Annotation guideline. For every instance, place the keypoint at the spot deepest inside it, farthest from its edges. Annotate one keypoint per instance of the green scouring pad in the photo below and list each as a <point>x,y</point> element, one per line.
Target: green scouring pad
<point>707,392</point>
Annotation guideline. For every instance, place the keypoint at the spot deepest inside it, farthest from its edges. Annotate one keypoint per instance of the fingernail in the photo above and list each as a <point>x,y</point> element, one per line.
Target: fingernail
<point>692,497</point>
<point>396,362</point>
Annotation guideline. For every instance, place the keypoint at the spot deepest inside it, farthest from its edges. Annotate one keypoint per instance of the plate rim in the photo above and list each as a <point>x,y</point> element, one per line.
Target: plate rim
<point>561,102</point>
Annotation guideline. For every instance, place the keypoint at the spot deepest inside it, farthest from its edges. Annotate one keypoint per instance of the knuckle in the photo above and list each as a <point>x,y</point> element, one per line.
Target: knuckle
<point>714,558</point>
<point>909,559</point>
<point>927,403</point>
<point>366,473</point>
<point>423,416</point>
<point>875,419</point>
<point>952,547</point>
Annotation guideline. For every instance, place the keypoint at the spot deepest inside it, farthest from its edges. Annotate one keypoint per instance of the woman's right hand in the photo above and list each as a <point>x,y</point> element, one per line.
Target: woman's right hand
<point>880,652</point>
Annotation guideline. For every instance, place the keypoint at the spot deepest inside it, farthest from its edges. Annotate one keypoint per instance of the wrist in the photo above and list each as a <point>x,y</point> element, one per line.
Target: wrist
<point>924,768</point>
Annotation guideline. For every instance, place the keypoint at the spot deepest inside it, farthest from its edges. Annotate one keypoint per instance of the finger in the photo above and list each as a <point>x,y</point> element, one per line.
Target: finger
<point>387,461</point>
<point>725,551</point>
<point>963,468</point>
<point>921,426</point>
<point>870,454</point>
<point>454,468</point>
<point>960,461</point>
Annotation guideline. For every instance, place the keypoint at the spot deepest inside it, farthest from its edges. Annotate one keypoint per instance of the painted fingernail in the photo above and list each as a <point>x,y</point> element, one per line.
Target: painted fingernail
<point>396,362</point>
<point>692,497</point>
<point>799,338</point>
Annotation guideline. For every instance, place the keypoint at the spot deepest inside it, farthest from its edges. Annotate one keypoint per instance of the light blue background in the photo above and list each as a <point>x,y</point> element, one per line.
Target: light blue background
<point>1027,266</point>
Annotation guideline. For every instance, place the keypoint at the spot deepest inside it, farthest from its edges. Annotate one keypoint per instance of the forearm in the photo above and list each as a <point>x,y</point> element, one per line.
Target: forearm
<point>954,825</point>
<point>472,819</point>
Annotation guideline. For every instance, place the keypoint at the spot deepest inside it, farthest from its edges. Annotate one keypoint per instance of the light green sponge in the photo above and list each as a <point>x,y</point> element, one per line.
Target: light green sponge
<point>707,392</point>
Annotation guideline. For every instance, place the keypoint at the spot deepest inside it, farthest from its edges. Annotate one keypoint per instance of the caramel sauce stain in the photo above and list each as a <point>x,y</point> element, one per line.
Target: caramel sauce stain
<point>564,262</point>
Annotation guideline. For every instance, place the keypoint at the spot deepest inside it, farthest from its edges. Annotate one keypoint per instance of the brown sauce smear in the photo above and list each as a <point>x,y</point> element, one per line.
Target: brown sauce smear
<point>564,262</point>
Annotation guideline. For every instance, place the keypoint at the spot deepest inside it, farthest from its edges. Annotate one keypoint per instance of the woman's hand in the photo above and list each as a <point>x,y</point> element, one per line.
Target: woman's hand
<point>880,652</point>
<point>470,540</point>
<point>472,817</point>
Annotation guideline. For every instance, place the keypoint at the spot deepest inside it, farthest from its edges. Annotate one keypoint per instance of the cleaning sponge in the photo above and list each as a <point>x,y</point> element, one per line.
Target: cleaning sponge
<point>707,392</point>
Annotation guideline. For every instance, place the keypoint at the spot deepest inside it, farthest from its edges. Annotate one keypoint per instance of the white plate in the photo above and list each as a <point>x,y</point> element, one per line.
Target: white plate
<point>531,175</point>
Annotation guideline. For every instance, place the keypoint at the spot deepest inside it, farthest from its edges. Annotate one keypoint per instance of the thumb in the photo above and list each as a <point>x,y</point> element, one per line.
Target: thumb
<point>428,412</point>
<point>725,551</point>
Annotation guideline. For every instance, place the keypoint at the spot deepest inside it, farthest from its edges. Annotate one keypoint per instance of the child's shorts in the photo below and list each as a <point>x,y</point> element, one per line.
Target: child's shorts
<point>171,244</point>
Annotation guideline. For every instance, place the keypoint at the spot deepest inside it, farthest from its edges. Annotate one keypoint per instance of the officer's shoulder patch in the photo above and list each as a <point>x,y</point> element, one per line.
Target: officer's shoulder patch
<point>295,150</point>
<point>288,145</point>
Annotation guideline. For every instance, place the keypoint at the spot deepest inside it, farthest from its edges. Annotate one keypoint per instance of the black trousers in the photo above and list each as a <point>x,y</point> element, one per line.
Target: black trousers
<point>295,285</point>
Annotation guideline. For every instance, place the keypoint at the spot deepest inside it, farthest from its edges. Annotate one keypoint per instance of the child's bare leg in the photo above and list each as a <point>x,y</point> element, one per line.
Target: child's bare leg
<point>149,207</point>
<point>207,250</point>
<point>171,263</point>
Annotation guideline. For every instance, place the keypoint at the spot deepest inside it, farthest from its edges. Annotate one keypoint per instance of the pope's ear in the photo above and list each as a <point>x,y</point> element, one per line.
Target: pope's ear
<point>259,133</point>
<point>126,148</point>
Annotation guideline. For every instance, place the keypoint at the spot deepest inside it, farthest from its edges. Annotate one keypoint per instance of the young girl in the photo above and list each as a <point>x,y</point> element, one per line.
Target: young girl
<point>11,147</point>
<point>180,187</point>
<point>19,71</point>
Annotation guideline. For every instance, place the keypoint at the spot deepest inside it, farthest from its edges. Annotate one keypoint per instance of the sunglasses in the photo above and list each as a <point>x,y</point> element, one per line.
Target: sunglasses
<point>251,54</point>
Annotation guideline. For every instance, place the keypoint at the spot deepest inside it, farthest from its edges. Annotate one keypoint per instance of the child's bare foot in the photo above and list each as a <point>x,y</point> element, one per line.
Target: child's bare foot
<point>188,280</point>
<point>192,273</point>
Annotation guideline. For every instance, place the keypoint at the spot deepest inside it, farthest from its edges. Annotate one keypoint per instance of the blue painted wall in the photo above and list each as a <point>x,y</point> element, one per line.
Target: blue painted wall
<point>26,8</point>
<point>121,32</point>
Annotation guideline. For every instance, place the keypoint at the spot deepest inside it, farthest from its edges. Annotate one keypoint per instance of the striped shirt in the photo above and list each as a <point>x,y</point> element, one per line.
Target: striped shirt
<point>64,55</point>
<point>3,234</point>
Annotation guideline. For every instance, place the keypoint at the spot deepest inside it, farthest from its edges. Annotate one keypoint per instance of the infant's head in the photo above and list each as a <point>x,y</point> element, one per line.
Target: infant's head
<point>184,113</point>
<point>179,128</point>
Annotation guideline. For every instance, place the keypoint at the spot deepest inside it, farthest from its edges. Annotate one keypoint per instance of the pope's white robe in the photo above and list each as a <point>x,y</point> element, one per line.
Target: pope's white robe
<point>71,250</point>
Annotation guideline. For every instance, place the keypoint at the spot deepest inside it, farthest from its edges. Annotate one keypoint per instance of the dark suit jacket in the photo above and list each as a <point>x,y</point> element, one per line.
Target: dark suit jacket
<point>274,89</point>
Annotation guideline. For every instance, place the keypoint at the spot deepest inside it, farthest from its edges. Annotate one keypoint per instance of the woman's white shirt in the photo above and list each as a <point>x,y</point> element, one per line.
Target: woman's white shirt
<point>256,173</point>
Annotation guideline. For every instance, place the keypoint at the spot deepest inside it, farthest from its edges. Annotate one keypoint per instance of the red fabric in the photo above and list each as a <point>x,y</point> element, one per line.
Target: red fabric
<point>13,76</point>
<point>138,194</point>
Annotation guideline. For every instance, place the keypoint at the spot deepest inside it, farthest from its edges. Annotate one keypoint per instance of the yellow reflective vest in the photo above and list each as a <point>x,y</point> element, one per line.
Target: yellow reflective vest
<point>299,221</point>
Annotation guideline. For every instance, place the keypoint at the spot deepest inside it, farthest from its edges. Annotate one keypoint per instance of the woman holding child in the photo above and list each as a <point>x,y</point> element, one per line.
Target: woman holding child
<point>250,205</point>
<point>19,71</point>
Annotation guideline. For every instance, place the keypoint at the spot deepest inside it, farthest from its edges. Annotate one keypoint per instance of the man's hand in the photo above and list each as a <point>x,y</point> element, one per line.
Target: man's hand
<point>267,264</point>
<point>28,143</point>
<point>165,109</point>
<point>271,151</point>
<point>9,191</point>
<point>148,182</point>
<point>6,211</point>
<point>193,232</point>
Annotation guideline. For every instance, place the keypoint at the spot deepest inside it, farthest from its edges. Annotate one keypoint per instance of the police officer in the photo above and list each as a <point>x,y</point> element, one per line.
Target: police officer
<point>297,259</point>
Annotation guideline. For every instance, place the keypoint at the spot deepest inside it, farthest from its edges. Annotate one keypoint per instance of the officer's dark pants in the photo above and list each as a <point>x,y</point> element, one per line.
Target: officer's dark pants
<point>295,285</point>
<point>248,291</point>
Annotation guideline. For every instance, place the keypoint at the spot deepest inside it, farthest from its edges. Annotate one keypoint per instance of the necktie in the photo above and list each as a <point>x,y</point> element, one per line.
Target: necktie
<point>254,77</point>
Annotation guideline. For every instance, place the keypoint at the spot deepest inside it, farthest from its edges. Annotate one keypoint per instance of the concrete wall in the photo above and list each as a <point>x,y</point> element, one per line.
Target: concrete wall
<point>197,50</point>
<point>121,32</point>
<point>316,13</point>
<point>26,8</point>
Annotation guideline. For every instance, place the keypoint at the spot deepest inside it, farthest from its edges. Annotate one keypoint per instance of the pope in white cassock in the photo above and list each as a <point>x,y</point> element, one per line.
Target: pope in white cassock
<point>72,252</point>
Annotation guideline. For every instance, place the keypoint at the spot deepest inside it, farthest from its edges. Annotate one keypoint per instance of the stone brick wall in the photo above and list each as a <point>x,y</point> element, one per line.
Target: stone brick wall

● ● ● ●

◆ TASK REQUIREMENTS
Recast only the lines from the one containing "the finger in" through the one containing "<point>960,461</point>", both included, as a Markdown table with the columns Row and Line Text. Number each row and leave out blank lines.

◆ COMPLETE RESPONSE
| Row | Line Text |
|---|---|
| 1 | Annotation guideline. For every instance, place the keypoint at the spot deepest inside it, farthest from its edges. Annotate one keypoint per instance of the finger in the photo above and list each as a <point>x,y</point> element, one per line. |
| 2 | Target: finger |
| 3 | <point>387,461</point> |
| 4 | <point>725,551</point> |
| 5 | <point>963,468</point> |
| 6 | <point>921,426</point> |
| 7 | <point>870,454</point> |
| 8 | <point>454,468</point> |
| 9 | <point>960,461</point> |